A block of data:
=-=-=-=-=

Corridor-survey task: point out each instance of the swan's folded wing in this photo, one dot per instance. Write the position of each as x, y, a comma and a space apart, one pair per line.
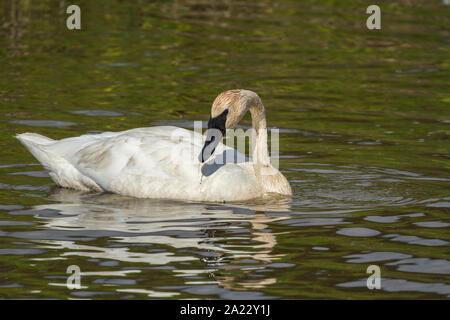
141, 164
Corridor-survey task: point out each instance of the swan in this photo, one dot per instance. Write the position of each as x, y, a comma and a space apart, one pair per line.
157, 162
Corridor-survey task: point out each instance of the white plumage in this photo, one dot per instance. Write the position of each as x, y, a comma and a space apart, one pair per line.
156, 162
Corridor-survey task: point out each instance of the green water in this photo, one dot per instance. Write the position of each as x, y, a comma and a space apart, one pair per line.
364, 137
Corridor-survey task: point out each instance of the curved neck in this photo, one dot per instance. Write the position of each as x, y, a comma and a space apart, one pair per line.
259, 144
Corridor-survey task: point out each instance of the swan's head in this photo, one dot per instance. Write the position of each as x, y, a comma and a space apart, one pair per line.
227, 110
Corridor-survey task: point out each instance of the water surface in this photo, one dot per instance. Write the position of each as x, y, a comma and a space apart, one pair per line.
364, 138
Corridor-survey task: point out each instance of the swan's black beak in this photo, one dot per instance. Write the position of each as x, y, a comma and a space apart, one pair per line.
216, 130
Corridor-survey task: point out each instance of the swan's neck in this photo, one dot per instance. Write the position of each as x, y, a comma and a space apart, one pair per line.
260, 152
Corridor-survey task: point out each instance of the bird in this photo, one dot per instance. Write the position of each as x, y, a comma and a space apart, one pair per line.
161, 162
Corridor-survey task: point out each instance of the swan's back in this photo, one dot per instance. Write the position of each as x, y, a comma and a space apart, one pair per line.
157, 162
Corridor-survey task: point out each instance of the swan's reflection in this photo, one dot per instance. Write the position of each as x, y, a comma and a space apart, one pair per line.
222, 235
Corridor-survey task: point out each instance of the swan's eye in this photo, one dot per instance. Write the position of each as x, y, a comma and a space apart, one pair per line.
219, 122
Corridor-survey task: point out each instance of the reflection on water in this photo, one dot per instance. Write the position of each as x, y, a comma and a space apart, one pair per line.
363, 119
131, 248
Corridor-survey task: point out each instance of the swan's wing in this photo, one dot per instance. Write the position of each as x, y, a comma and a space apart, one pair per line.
146, 162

=-=-=-=-=

Edit the listing from the line with "Corridor-survey task: point out each instance of the swan's wing" through the end, changing "dot" to "marker" and keeping everything else the same.

Corridor-survey task: point out each instance of the swan's wing in this photo, one marker per instance. Write the position of each as x, y, a comma and a space apart, one pair per line.
146, 162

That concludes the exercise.